- **GIVEN DATA**

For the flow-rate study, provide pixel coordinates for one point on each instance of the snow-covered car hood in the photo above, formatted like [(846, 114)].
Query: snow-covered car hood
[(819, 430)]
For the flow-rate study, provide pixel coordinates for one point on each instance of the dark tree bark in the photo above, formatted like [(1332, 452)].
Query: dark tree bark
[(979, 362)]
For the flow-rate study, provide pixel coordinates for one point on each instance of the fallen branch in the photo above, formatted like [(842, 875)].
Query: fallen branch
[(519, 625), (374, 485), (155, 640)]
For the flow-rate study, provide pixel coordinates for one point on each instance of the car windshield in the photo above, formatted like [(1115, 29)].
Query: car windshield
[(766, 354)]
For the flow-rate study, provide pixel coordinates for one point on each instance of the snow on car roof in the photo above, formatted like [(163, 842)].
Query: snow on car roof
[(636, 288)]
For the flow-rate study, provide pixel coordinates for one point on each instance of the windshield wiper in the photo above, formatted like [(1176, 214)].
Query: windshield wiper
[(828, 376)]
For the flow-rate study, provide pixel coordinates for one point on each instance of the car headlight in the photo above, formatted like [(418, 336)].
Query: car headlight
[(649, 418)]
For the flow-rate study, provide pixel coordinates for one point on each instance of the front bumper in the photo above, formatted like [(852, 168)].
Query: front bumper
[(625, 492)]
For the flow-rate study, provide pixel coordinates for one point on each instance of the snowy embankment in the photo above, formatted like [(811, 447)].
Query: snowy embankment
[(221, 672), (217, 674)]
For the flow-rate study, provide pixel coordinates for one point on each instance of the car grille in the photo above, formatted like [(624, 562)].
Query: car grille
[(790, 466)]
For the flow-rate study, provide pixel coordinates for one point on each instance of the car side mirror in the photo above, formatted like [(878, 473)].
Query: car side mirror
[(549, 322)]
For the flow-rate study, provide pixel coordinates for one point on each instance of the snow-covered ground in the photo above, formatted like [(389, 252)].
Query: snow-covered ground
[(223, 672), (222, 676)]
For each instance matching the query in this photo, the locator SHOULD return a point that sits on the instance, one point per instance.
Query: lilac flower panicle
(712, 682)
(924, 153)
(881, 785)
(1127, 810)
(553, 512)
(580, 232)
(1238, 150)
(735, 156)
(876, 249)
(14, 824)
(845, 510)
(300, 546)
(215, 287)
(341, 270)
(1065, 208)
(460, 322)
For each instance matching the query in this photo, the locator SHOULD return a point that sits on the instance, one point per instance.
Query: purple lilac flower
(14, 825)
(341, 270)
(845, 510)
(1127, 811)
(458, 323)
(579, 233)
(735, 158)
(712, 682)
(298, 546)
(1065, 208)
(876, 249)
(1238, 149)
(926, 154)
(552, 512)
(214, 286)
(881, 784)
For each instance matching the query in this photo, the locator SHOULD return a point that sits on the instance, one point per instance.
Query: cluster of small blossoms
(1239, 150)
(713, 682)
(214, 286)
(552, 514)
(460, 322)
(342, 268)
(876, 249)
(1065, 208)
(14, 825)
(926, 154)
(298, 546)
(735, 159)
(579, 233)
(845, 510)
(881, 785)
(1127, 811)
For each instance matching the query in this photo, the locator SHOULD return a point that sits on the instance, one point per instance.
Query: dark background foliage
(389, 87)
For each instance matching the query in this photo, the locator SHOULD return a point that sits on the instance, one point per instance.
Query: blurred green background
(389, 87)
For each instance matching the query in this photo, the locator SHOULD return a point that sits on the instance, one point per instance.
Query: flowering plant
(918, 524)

- **WHAT IS REQUIRED**
From the opening line of the data above through the line holding "like [(1332, 452)].", give every line again exactly as it stands.

- **PROBLEM SOLUTION**
For the flow-rate study, provide pixel coordinates for one point on each instance of the snow-covered car hood in the photo above, formatted like [(846, 114)].
Query: snow-covered car hood
[(819, 430)]
For the flow-rate study, provide pixel coordinates for one point on each instance of the dark tree bark in the photo above, formatted like [(1332, 452)].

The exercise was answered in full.